Quoted passage:
#####
I don't like to throw cold water, but a traditional stack machine is
possibly the worst case environment for trying to implement precise
GC, which I assume you really want because conservative GC doesn't
require pointer mapping the stack.
Although it's technically possible to track the locations of pointer
values as the stack is manipulated, it is impractical for all but very
small stacks where you can use a register sized bitmap to represent
the status of each element: pointer or not. While a 32 or 64 element
stack is overkill for expression evaluation, it is impossibly small
for general programming.
If you control the design of the target - e.g., a software VM - then
you are better off implementing a framed data stack and providing
frame relative load/store instructions. [See below for why.]
Framing does not prevent also (ab)using the stack for evaluating
expressions as is normal for a stack machine. If you are careful to
retain unmodified pointers to heap objects - i.e. do all your pointer
computations using copies - and to allocate heap objects "black" per
the GC tri-color abstraction, then temporary pointers can be ignored
by the collector.
Framing the data stack is simple: you just add another "register" to
the machine context. That is, your control stack becomes a stack of
structs (records) rather than simply a stack of return addresses. You
set the frame register as part of your function call preamble, after
saving the caller's context but before jumping to the callee's code.
#####
Given problem 1:
Do the following statements agree with the passage on stack machines and garbage collection? For each, answer yes or no and quote the deciding words. (a) A register-sized bitmap can track pointer status only on very small stacks. (b) Framing the data stack prevents using it to evaluate expressions. (c) The frame register is set before the caller's context is saved.
Given problem 2:
Please carry on the passage on stack machines and garbage collection from its last sentence.
#####
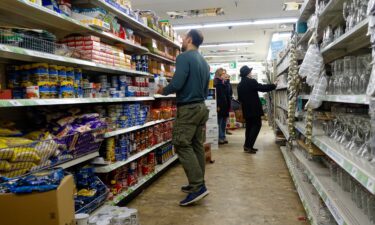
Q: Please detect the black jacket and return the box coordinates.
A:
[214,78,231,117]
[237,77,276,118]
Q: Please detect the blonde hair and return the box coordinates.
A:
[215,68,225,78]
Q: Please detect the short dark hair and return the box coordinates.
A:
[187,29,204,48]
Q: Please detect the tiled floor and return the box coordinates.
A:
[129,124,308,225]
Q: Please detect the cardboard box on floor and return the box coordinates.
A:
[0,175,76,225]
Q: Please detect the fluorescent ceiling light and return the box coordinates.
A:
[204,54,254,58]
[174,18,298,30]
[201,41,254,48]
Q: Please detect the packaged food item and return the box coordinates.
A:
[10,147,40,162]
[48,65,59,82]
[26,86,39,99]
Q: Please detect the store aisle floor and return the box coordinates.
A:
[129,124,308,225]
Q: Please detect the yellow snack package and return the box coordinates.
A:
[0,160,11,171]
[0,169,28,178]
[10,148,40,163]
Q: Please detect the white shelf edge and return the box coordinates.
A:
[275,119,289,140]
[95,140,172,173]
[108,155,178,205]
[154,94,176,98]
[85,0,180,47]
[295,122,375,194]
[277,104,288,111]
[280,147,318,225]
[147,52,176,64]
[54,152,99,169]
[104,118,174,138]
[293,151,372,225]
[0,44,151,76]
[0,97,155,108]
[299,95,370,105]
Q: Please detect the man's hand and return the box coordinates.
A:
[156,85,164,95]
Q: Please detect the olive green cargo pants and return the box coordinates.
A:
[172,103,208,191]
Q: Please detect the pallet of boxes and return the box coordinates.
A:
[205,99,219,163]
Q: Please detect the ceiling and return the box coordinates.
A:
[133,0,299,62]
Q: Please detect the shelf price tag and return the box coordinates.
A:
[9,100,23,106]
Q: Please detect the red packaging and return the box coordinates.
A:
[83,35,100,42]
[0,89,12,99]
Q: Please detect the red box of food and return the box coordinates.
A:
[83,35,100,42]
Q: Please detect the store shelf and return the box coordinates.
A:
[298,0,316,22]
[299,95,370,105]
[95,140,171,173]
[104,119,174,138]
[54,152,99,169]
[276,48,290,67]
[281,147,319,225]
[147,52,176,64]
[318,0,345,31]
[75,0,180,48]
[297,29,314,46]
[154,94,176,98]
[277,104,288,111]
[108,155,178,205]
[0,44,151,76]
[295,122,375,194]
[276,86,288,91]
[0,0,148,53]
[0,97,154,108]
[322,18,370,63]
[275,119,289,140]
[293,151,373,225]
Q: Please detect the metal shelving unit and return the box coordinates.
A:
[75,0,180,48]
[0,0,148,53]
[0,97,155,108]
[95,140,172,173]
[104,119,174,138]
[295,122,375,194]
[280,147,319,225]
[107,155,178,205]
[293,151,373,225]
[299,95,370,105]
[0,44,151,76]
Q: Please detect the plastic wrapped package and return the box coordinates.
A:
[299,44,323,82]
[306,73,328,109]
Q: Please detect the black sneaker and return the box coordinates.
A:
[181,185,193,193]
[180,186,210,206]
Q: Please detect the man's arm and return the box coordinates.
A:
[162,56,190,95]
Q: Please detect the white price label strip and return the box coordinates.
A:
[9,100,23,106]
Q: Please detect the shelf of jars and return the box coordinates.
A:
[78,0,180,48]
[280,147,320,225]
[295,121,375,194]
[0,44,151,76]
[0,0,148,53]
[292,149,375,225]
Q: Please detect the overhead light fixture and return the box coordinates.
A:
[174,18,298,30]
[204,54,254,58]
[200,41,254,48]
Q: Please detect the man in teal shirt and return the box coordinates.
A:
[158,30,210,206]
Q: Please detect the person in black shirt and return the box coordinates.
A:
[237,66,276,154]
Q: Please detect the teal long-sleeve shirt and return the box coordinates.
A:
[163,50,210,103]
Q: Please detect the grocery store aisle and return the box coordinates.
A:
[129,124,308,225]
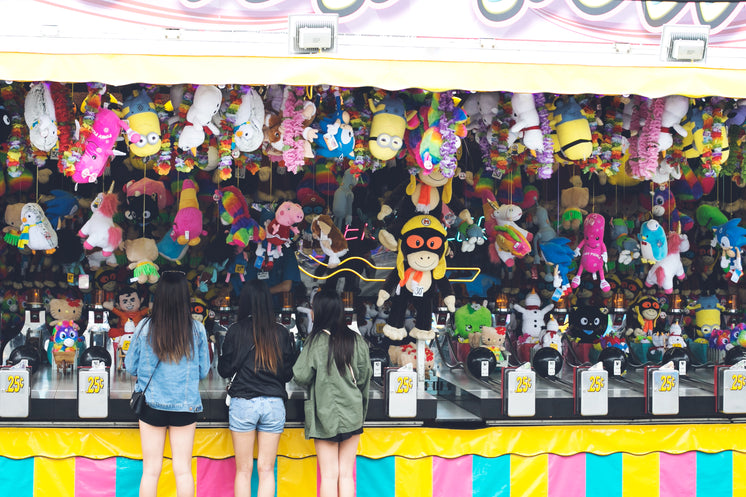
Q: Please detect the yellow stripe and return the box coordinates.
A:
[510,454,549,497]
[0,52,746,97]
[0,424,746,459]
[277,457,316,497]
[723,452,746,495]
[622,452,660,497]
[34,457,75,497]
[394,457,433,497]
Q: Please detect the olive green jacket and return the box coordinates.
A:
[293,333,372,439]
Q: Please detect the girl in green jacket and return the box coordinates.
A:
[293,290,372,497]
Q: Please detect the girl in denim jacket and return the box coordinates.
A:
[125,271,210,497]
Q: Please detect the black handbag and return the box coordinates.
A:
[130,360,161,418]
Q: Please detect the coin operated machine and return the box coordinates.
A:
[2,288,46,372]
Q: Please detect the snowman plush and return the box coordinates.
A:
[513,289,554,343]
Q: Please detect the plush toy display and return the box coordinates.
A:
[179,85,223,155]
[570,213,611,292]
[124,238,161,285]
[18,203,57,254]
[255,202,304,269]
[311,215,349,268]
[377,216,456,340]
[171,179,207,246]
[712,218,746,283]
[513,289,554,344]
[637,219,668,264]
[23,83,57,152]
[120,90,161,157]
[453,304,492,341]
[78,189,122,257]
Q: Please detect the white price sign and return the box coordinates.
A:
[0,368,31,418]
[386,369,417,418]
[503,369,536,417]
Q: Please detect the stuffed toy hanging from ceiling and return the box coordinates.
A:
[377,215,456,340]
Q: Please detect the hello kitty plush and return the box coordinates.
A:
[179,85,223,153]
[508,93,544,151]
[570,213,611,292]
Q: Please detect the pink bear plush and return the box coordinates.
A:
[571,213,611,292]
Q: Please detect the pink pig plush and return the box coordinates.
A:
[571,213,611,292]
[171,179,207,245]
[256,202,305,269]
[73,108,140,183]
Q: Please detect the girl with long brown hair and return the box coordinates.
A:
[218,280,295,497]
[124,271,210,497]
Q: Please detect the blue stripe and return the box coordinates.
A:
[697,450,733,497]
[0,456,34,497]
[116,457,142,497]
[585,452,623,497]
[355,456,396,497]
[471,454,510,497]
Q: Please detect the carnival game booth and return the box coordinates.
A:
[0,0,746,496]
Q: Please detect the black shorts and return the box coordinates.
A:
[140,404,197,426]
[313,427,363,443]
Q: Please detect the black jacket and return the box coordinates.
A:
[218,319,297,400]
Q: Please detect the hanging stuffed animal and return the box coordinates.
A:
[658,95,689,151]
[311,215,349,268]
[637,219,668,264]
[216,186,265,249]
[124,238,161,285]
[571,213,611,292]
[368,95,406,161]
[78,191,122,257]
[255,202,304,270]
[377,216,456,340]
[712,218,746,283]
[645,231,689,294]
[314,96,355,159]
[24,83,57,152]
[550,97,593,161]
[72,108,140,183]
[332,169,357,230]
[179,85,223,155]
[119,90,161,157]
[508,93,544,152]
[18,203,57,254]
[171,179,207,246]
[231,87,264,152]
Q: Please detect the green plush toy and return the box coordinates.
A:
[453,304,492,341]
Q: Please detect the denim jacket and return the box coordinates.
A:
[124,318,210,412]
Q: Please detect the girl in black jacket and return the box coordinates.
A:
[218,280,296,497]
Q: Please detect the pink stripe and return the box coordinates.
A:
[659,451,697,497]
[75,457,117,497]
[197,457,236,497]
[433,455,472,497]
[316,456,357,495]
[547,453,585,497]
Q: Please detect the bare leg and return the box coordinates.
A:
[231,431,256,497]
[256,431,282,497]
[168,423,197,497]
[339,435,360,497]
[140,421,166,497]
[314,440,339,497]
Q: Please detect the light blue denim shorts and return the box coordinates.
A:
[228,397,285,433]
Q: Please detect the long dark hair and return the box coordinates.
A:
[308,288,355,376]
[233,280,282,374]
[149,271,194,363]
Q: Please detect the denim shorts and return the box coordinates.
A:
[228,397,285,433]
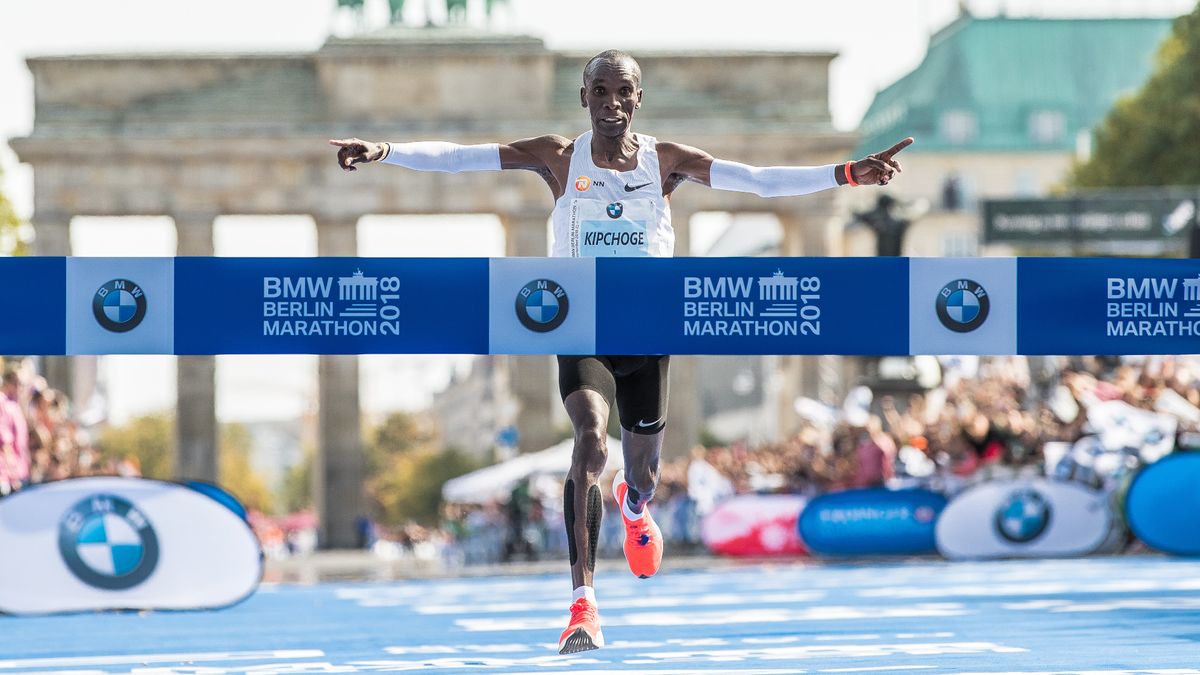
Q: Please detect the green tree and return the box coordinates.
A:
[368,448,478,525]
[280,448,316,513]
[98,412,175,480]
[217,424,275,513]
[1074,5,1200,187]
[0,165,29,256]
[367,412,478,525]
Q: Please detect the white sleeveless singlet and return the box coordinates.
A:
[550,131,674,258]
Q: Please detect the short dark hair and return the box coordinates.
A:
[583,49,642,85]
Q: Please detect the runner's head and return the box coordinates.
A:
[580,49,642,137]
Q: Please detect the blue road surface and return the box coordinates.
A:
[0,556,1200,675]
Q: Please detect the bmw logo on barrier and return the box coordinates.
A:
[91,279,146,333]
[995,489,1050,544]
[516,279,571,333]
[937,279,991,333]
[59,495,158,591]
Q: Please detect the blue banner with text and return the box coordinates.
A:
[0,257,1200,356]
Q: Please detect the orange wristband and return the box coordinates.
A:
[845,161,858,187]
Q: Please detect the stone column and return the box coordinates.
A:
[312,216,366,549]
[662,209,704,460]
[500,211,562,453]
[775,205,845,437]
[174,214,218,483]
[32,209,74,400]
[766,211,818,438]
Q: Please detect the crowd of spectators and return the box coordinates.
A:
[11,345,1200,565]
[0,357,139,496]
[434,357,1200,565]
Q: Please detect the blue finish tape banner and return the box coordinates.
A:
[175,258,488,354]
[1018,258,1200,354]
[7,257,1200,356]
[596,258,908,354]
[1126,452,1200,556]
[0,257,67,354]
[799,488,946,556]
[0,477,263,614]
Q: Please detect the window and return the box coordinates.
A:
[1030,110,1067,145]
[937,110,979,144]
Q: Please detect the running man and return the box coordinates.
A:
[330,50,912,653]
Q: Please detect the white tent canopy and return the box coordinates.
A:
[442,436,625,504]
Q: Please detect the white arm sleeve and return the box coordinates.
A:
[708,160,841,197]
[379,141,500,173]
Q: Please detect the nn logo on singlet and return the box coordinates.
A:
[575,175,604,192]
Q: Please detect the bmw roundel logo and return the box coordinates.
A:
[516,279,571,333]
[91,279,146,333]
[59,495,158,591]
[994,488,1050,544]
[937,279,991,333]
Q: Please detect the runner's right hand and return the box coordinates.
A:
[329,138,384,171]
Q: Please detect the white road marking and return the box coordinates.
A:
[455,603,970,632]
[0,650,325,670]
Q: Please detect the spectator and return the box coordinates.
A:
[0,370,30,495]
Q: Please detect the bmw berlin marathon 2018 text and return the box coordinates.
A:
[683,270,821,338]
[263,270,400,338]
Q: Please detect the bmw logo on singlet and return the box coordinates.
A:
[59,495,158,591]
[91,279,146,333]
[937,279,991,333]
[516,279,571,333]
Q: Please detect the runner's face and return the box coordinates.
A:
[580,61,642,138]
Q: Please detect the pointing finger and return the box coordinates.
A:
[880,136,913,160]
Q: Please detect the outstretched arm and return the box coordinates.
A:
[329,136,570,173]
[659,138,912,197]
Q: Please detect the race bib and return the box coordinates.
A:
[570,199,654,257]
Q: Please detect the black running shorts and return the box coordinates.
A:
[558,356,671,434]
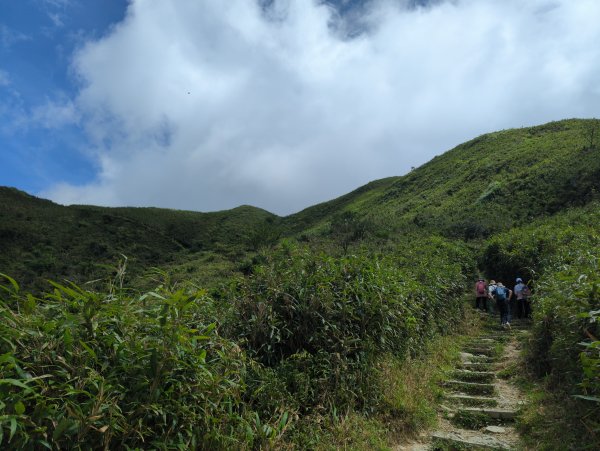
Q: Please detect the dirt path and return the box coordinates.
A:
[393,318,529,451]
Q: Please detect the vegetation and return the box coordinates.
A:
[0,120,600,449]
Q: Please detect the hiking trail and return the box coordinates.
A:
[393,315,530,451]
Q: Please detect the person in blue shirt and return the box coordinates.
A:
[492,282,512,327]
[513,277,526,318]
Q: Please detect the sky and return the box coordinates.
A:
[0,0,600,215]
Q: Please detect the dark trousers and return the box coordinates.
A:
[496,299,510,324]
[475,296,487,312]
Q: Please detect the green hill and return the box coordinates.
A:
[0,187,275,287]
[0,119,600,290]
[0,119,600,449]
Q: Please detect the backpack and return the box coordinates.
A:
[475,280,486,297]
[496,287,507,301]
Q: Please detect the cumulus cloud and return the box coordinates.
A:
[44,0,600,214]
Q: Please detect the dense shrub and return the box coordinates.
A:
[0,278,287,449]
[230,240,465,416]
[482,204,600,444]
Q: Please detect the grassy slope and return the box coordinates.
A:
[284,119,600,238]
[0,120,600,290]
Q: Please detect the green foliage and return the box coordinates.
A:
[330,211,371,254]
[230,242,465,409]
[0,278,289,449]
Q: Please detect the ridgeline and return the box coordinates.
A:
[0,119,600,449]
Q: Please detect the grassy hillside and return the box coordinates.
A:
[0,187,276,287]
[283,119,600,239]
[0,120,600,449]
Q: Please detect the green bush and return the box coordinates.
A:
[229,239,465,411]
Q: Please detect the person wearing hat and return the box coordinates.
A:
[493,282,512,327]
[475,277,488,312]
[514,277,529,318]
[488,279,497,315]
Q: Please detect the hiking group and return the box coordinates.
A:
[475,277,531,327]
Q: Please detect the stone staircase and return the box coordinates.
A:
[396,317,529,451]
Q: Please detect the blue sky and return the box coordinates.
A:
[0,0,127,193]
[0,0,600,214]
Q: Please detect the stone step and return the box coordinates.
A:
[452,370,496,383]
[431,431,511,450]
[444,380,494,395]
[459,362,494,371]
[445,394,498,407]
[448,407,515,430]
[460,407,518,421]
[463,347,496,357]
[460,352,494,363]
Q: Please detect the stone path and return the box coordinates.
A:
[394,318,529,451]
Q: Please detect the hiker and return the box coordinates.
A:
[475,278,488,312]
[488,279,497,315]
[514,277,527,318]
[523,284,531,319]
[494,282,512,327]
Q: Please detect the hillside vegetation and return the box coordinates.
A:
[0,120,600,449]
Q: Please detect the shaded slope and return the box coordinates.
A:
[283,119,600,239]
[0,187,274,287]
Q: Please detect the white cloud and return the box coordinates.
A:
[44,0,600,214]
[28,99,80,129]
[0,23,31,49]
#####
Task response 1:
(a) Yes: "impractical for all but very small stacks where you can use a register sized bitmap to represent the status of each element: pointer or not."
(b) No: "Framing does not prevent also (ab)using the stack for evaluating expressions as is normal for a stack machine."
(c) No: "after saving the caller's context but before jumping to the callee's code."

Task response 2:
Taking your questions in reverse order:
#3 - The place to check if a collection is necessary is in the
allocator. The simplest thing to do is wait until you can't satisfy
an allocation request and then collect - the traditional
Non-moving collectors are easiest to implement ... copying compacting
or generational collectors, and concurrent or parallel collectors[*],
in general will be orders of magnitude more complicated and are not
good choices for a first effort.
[*] in GC literature "concurrent" generally does not mean "parallel".
Concurrent collectors are serial co-routine implementations which
interleave collection with program execution. Concurrent also
includes hardware assisted implementations which use VMM protection
handling to switch between program and collector. Parallel collectors
are multithreaded and may execute simultaneously with the program. Any
particular GC implementation may include elements of both.
#2 - Pointer mapping is quite easy given a framed stack: as a function
is compiled, its arguments and its locals are assigned to offsets
relative to a base address which will be available at runtime in the
cpu's "frame" register. Those offsets that refer to pointer variables
then can easily be collected to create a map.
Typical forms the map might take are bit fields, offsets encoded using
byte or word arrays, or compiler generated enumeration functions.
There isn't any standard method - you do what works best given your
target language(s) and machine. It's rather typical that porting the
language to a different CPU will require using different (but
equivalent) methods under the hood.
Since you also will need to construct pointer maps for heap objects,
it is best to use the same methods for both heap and stack and to
treat each stack frame as if it were an "object" to be scanned.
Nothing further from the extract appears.